TO BE DONE ->
Please format every line of the entries below as a JSON list of strings, with one string per line and blank lines left out.

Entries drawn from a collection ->

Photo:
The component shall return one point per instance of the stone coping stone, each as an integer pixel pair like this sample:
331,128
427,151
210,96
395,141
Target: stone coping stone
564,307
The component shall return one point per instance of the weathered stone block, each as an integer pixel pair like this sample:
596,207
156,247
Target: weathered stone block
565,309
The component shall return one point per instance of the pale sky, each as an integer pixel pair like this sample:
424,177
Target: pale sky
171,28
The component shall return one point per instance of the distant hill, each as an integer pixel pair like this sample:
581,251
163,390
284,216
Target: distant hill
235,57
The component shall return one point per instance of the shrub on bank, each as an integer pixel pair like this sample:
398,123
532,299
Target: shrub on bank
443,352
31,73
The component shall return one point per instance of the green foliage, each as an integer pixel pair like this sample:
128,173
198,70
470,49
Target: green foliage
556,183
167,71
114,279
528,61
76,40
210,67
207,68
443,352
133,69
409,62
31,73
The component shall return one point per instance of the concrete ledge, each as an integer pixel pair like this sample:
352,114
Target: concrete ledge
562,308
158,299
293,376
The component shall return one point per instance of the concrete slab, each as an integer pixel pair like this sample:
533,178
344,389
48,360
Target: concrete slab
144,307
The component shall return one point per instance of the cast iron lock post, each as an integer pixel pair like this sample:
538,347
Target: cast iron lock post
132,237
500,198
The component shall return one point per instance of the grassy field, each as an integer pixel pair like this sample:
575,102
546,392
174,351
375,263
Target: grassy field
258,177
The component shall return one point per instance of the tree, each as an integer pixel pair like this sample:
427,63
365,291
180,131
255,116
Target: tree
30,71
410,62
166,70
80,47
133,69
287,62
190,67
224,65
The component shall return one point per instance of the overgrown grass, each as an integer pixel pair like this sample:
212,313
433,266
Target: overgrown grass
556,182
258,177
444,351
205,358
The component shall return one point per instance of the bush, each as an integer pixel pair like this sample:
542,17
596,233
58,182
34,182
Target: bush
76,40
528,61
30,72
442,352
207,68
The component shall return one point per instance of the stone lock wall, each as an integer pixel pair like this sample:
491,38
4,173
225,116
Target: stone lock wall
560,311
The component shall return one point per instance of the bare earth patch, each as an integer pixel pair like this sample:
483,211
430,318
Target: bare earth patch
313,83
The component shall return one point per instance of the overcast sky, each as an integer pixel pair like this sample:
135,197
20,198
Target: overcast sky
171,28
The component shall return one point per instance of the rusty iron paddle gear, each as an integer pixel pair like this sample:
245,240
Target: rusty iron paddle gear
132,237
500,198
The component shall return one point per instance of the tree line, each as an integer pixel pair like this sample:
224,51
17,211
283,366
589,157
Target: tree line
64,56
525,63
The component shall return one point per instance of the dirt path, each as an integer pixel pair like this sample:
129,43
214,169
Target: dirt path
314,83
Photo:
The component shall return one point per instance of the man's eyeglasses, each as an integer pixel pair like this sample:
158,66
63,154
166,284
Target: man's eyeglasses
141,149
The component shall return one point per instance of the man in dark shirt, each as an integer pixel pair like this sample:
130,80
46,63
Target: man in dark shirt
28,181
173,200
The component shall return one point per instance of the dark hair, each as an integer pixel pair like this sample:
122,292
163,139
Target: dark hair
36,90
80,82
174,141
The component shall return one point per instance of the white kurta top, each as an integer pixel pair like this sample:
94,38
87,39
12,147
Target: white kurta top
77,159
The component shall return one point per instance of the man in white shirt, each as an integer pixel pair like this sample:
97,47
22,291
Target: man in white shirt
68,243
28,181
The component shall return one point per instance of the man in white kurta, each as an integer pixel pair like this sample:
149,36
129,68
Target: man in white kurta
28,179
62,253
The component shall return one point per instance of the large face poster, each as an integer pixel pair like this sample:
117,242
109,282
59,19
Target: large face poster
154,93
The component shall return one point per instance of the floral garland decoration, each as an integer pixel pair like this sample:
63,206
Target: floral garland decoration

THE SOLUTION ->
[
  "Photo:",
  "The component shall return one point per instance of the stone coping stone, each as an integer pixel pair like this sample:",
  "331,128",
  "427,151",
  "210,96",
  "395,141",
  "Target: stone coping stone",
  "564,307",
  "The component shall return one point per instance of the weathered stone block, each as an integer pixel pair like this sample:",
  "596,207",
  "156,247",
  "Target: weathered stone block",
  "565,309",
  "The component shall return one point per instance of the pale sky, each as an integer pixel pair like this sample:",
  "424,177",
  "Target: pale sky",
  "171,28",
  "The component shall return one point per instance of the distant hill, each as an integer pixel pair like this sample:",
  "581,251",
  "163,390",
  "284,216",
  "Target: distant hill",
  "235,57",
  "The component shall return one point per instance of the shrub on bank, each as an integer pixel pair like this sample:",
  "398,123",
  "532,299",
  "Target: shrub on bank",
  "443,352",
  "31,73",
  "The component shall return one point per instance of the green foliage, each as an integer pixel pair like this sample:",
  "128,173",
  "198,70",
  "470,49",
  "Target: green foliage",
  "556,183",
  "167,71",
  "114,279",
  "528,61",
  "76,40",
  "210,67",
  "207,68",
  "443,352",
  "133,69",
  "409,62",
  "31,73",
  "The component shall return one point per instance of the concrete ledge, each as an integer pixel pair like this sample:",
  "352,114",
  "Target: concrete ledge",
  "562,308",
  "158,299",
  "293,376",
  "The component shall return one point per instance of the concrete slab, each as an integer pixel pair like this sample:",
  "533,178",
  "344,389",
  "48,360",
  "Target: concrete slab",
  "144,307",
  "The component shall return one point per instance of the cast iron lock post, each as an integer pixel pair like this sample:",
  "538,347",
  "Target: cast iron lock post",
  "132,237",
  "500,198",
  "The component shall return one point per instance of the grassy field, each as an integer pixel pair like this sample:",
  "575,102",
  "546,392",
  "174,351",
  "375,263",
  "Target: grassy field",
  "258,177",
  "The component shall return one point per instance of the tree, each as an integer pixel pair like this sample:",
  "427,63",
  "365,291",
  "180,131",
  "255,116",
  "Target: tree",
  "30,71",
  "410,62",
  "166,70",
  "80,47",
  "133,69",
  "287,62",
  "190,67",
  "224,65",
  "The component shall return one point per instance of the overgrown grass, each as an integer pixel pair like this sample:",
  "212,313",
  "433,266",
  "Target: overgrown grass",
  "556,182",
  "258,177",
  "444,351",
  "205,358",
  "The component shall return one point per instance of the bush, each as an integer pixel pair like this sample:",
  "542,17",
  "596,233",
  "58,182",
  "34,182",
  "Target: bush",
  "76,40",
  "528,61",
  "30,72",
  "442,352",
  "207,68",
  "The component shall return one point per instance of the stone lock wall, each as an integer pixel pair like this sample:",
  "491,38",
  "4,173",
  "225,116",
  "Target: stone lock wall",
  "560,311",
  "The component shall return one point per instance of the bare earth patch, each as an integer pixel pair like this sample:",
  "483,211",
  "430,318",
  "Target: bare earth patch",
  "313,83",
  "The component shall return one point per instance of the overcast sky, each as an integer pixel pair like this sample:",
  "135,197",
  "20,198",
  "Target: overcast sky",
  "171,28",
  "The component shall return one point per instance of the rusty iron paddle gear, each as an integer pixel pair like this sample:",
  "245,240",
  "Target: rusty iron paddle gear",
  "132,237",
  "500,198",
  "The component shall return one point per instance of the tree line, each as an integer pixel pair like this sample:",
  "224,51",
  "17,211",
  "283,366",
  "589,157",
  "Target: tree line",
  "64,56",
  "525,63",
  "The component shall return one point per instance of the dirt path, each as an integer pixel pair like this sample:",
  "129,43",
  "214,169",
  "Target: dirt path",
  "314,83",
  "Photo:",
  "The component shall return one point per instance of the man's eyeglasses, each as an integer pixel pair like this sample:",
  "158,66",
  "63,154",
  "166,284",
  "Target: man's eyeglasses",
  "141,149",
  "The component shall return one point per instance of the man in dark shirt, each as an integer pixel pair like this sample:",
  "130,80",
  "46,63",
  "Target: man in dark shirt",
  "28,181",
  "173,200",
  "The component shall return one point per instance of the dark hair, each as an integer pixel pair like this sample:",
  "122,292",
  "163,139",
  "Target: dark hair",
  "36,90",
  "80,82",
  "174,141",
  "The component shall return one point per instance of the white kurta top, each as an integer pixel pair like this sample:",
  "94,38",
  "87,39",
  "12,147",
  "Target: white kurta top",
  "77,159",
  "The component shall return one point per instance of the man in white shirt, each as an integer pixel pair like this sample:",
  "97,47",
  "22,291",
  "Target: man in white shirt",
  "68,243",
  "28,181",
  "The component shall return one point per instance of the man in white kurta, each as an integer pixel pair like this sample:",
  "149,36",
  "129,68",
  "Target: man in white kurta",
  "28,179",
  "62,253",
  "The component shall return one point per instance of the large face poster, each as an integer pixel pair like this sample:",
  "117,242",
  "109,282",
  "59,19",
  "Target: large face poster",
  "154,93",
  "The component shall return one point per instance of the floral garland decoration, each as an integer pixel pair like this sample:",
  "63,206",
  "Target: floral garland decoration"
]